#### [Extract provided]

•••

The story published by Bloomberg does not actually cite any sources, only what
is already publicly known and what Tripp has personally claimed; and seems to
just run entirely on emotions, not facts. The whistleblower did, indeed, blow
the whistle, and this seems to be one of only two provable and externally
verifiable fact in the entire story (the other one being he once worked there
and was fired from there; even the internal investigation at Tesla over
Tripp's actions, according to that story, just seems to be Tripp's claims to
such).

There is no proof that Tesla invented the shooter story, and it is also at
least as equally possible that someone outside of Tesla saw a chance to throw
a spanner in the works and take advantage of the situation. It is also just as
equally possible that Tripp had expressed feelings of shooting up the place,
but lacked the materials, know how, or actual willpower to achieve the act,
and told someone they intended to perform the act.

•••

#### [Objective 1]
The comment on the Bloomberg story suggests that Tripp may have lacked certain things needed to carry out the act. List every one of them.
#### [Objective 2]
Answer these questions from the comment on the Bloomberg story. Give one answer per line.
(a) Besides what is already publicly known, what does the story rely on instead of sources?
(b) Apart from once working at Tesla, what else happened to him there?
(c) Who might have seen a chance to throw a spanner in the works?

#### [Data provided]

•••

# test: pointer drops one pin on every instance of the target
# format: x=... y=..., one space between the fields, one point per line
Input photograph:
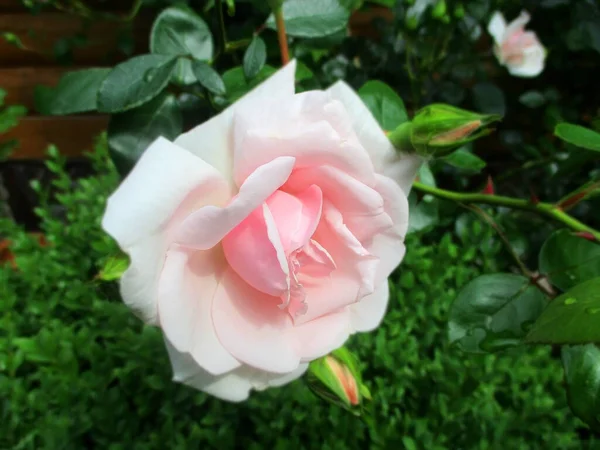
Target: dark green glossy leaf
x=255 y=57
x=135 y=82
x=208 y=77
x=180 y=31
x=113 y=268
x=130 y=133
x=423 y=214
x=579 y=136
x=10 y=116
x=387 y=107
x=568 y=260
x=572 y=318
x=76 y=92
x=582 y=376
x=312 y=18
x=237 y=85
x=494 y=312
x=303 y=72
x=463 y=159
x=489 y=98
x=532 y=99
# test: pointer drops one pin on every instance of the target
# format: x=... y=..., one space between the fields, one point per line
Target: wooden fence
x=22 y=69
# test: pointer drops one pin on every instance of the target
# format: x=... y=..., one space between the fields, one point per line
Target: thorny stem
x=545 y=209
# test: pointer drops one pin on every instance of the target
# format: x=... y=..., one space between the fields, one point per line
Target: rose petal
x=252 y=327
x=213 y=140
x=532 y=65
x=367 y=314
x=231 y=386
x=234 y=386
x=139 y=283
x=254 y=251
x=497 y=27
x=296 y=216
x=402 y=168
x=353 y=277
x=313 y=128
x=208 y=226
x=152 y=192
x=321 y=336
x=187 y=286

•••

#### [Exercise solution 1]
- materials
- know how
- actual willpower

#### [Exercise solution 2]
(a) What Tripp has personally claimed.
(b) He was fired from there.
(c) Someone outside of Tesla.